--- Start of Document text ---

Half of all merger and acquisition deals are subjected to post-closing price adjustment claims. Traditionally, these disputes were resolved through working capital adjustments, earn-outs or indemnification payouts — solutions that frequently cause unwelcome delay and increased contentiousness. Attorneys often found their requests for more diligence at odds with the clients’ desire to close the deal quickly.
Representations and warranties insurance policies were developed to address the dealmaker's need to leave no stone unturned while remaining nimble. Although early policies were costly and riddled with exclusions, the reps and warranties industry has evolved and expanded. Today, approximately 25% to 33% of private M&A deals provide for reps and warranties coverage as recourse for breaches of representations or warranties in purchase or merger agreements.
The policies can insure either the buyer or the seller, but most policies purchased insure the buyer against breaches by the seller. Often used in addition to or in place of indemnity, the coverage can attract better offers by offering greater indemnification, ease concerns regarding collection, and preserve relationships by shifting risk to a third party.
Seller-insureds might use a reps and warranties policy to manage their own risk or successor liability, whereas buyer-insureds might look to the coverage to distinguish a bid in a competitive auction or mitigate credit risk in a distressed asset setting.
The American Bar Association estimates that between 12% and 17% of policies purchased are subjected to claims. An American International Group Inc. 2016 study — What Happens After the Deal Closes? Representations and Warranties Insurance Global Claims Study — estimates that about 14% of reps and warranties policies issued between 2011 and 2014 reported a claim. And other sources put the number as high as 35%, depending on the year.
Representations and warranties related to financial statements, taxes, contracts and intellectual property are most the most common sources of claims, but claims can also cover unexpected events such as civil antitrust judgments — breach of representation that the seller complied with all laws — or fraud by a third party resulting in overpayment by the target company.
Many reps and warranties policies require claims to be resolved through confidential arbitration, resulting in a dearth of information on the outcome of these claims. But certainly, the proliferation of the coverage has led to a growing pool of claims to be resolved in relatively uncharted territory.

--- End of Document text ---
--- Start of Data entries ---

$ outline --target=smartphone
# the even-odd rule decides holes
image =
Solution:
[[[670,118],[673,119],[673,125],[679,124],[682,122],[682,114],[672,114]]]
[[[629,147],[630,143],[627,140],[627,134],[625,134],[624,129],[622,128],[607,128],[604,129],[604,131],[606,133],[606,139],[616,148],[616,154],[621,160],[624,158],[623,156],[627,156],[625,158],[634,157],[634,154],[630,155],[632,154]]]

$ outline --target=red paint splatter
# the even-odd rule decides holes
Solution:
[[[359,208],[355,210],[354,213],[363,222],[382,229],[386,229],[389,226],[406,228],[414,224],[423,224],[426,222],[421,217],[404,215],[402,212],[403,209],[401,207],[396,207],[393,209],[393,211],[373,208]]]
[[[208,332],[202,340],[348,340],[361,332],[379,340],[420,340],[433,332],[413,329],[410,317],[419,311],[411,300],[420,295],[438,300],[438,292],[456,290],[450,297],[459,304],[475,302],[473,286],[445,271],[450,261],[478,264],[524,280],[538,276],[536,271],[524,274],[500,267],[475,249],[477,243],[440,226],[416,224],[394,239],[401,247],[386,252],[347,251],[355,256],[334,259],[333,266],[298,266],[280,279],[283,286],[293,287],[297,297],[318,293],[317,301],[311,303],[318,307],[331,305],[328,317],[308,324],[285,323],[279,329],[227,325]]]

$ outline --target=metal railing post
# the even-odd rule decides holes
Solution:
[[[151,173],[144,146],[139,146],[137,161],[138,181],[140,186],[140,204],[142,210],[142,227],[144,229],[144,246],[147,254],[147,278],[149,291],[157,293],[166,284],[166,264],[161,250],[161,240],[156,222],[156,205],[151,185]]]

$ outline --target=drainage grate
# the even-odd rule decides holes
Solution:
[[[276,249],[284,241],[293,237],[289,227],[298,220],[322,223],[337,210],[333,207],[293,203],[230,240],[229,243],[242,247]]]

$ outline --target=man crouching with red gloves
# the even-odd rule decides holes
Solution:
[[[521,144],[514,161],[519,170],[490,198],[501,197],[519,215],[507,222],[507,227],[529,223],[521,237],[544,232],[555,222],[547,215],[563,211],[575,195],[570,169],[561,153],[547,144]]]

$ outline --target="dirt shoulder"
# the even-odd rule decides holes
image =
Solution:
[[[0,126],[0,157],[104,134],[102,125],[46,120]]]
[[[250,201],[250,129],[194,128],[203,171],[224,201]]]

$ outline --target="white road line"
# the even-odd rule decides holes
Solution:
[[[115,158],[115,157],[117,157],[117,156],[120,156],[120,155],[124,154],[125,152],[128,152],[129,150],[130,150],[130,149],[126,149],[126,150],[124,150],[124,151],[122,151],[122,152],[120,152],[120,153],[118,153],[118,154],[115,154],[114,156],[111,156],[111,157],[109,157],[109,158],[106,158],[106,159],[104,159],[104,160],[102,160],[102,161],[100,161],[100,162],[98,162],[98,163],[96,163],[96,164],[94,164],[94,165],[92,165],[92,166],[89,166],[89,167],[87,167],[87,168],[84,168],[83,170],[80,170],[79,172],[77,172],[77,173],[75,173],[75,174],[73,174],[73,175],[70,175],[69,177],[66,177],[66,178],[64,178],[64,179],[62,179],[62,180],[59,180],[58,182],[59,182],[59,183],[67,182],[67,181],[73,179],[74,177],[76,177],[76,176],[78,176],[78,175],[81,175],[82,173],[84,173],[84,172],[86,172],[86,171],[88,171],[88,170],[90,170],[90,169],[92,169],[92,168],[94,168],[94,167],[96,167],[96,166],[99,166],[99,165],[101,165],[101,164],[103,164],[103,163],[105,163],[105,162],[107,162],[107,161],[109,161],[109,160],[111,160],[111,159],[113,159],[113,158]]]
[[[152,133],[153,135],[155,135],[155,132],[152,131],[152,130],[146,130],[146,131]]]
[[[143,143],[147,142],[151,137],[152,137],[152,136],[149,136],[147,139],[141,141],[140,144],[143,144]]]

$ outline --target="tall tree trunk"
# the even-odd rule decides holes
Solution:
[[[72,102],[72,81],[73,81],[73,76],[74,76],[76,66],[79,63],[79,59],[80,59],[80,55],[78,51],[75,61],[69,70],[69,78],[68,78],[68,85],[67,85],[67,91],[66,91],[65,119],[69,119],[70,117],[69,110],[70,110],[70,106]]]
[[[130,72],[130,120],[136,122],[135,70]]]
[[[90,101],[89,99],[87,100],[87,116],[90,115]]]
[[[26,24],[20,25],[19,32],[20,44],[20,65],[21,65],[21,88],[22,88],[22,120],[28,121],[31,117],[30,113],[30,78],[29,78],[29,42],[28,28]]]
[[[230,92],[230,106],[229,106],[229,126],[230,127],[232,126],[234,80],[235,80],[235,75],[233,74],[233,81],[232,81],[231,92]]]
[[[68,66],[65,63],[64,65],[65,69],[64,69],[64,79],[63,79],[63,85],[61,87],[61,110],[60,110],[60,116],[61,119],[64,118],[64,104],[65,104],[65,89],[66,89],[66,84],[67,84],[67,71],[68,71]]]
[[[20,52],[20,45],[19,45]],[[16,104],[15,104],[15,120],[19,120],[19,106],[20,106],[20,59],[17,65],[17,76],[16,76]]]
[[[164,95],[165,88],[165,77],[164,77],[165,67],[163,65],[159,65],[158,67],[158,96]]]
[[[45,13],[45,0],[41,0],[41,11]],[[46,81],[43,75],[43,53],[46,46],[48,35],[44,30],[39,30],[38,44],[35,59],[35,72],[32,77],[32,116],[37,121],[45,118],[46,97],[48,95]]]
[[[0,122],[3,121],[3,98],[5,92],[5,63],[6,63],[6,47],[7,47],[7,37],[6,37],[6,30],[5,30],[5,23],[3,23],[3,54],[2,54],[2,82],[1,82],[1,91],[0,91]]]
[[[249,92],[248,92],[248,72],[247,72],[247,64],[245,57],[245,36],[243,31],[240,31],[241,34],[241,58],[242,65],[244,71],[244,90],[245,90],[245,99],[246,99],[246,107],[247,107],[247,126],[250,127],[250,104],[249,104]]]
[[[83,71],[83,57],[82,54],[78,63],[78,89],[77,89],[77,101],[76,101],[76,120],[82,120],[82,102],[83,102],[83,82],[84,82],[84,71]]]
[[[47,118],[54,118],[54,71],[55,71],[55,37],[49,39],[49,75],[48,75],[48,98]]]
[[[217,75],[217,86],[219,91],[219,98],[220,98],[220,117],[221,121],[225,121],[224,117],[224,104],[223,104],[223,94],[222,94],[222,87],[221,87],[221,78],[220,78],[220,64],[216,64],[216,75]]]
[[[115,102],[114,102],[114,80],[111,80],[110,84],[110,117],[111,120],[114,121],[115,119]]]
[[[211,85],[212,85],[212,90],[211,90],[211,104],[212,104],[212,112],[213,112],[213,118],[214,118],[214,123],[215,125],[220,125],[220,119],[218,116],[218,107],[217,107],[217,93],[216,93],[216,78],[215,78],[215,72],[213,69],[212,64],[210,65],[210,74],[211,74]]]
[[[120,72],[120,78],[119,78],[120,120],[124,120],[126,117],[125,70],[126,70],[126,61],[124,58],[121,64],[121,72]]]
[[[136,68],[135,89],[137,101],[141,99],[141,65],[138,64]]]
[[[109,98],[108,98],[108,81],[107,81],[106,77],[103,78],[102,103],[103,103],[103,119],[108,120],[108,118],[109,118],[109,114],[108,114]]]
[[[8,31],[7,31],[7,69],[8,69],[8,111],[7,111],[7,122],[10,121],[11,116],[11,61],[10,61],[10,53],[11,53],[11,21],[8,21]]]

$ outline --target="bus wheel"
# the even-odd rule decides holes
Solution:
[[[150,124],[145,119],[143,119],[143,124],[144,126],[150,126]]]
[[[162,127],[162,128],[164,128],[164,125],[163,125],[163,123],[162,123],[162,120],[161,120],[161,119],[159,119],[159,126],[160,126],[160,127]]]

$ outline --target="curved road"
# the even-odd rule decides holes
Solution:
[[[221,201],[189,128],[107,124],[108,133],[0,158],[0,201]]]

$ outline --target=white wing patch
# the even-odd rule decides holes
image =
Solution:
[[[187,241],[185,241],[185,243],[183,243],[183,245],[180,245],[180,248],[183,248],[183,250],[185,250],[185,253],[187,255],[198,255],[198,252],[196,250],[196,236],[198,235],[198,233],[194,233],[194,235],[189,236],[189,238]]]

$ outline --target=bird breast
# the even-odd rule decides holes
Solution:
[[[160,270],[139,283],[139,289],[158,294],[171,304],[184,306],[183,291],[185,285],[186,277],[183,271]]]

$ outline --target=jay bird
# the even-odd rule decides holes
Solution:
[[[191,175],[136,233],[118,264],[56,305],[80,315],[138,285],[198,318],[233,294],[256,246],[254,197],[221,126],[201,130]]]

--- End of Data entries ---
--- Start of Data entries ---

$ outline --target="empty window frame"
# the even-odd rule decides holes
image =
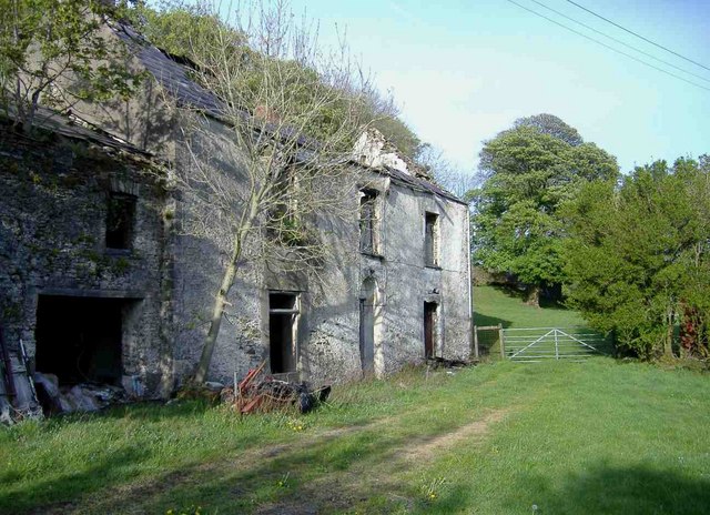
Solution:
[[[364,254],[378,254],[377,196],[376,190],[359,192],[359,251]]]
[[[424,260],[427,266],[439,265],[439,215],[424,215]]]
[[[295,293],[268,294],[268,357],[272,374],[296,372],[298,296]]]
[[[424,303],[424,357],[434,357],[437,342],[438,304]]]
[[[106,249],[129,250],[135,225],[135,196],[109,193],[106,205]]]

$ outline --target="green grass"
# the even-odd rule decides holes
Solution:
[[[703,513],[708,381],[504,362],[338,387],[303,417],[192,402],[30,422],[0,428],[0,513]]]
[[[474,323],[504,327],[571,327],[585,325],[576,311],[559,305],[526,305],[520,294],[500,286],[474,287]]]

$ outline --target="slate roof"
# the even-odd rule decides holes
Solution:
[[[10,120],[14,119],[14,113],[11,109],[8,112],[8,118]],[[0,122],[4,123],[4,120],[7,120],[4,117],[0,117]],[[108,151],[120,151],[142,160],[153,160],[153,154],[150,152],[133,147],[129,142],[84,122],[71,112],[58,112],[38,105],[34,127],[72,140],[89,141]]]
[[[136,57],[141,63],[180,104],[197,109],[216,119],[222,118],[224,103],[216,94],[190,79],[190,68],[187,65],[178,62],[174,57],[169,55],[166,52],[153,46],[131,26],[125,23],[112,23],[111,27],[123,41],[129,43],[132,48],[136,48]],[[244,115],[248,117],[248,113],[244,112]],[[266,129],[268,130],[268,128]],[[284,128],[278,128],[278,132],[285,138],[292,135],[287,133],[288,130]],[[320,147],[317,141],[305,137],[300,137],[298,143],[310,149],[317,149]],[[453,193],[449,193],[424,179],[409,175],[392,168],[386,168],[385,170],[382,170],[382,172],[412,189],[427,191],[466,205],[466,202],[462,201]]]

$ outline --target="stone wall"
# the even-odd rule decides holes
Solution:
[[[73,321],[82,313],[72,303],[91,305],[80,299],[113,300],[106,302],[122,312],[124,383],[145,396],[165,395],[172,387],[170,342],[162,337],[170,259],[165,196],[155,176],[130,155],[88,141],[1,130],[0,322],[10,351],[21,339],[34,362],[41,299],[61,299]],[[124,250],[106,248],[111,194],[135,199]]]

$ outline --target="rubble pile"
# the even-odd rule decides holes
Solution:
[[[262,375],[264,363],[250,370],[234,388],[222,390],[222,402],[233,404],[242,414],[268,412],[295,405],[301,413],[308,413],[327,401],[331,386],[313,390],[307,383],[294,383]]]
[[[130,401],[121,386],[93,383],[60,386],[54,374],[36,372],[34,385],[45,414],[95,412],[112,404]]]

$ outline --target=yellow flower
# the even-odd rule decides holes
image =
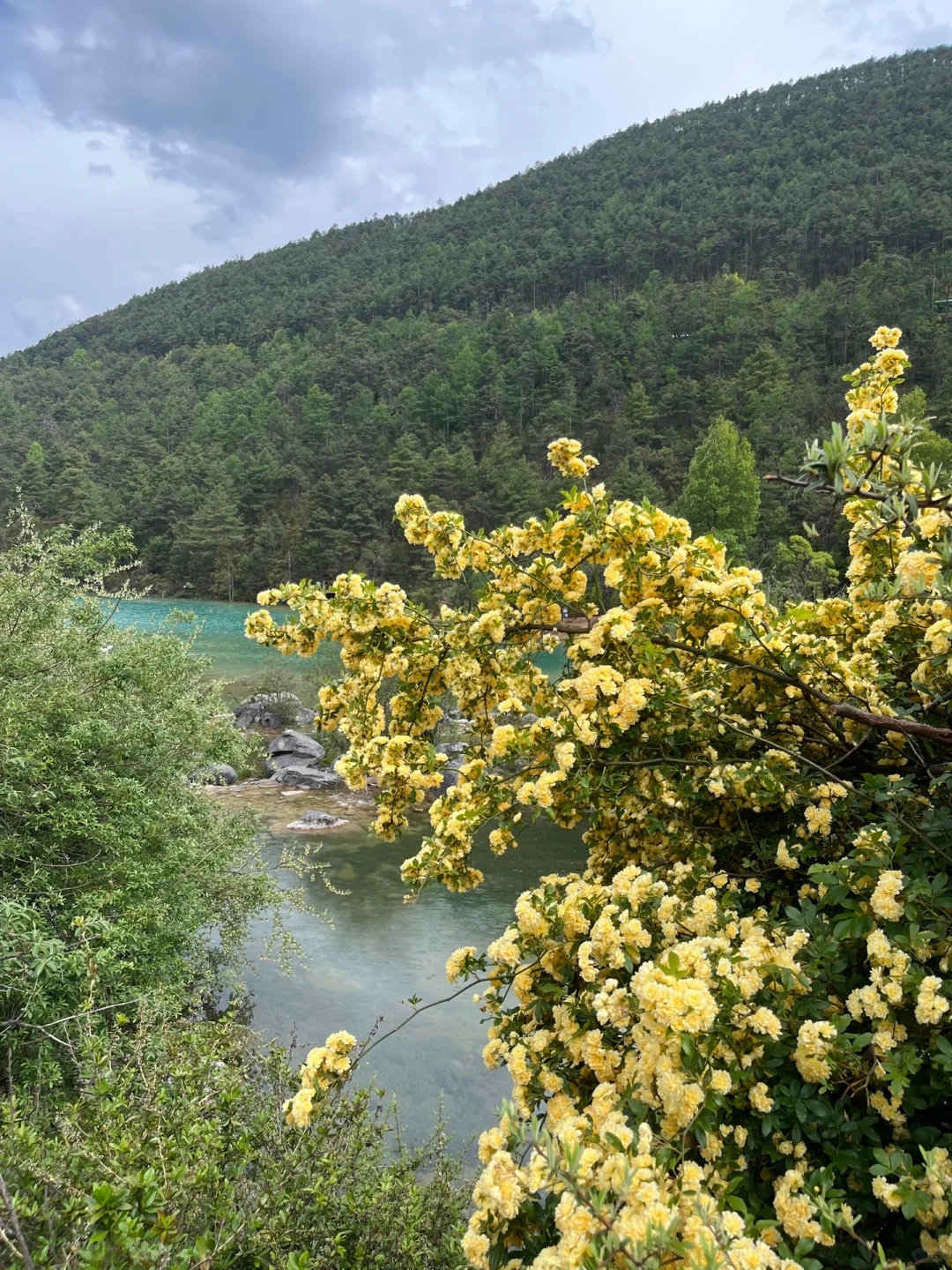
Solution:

--- End of Data entries ---

• Exercise set:
- A) According to the text on representations and warranties insurance, what share of private M&A deals provide for reps and warranties coverage today?
- B) List every line of the records in which the word "bird" appears.

• Final results:
- A) Approximately 25% to 33%

- B)
$ outline --target=bird breast
$ outline --target=jay bird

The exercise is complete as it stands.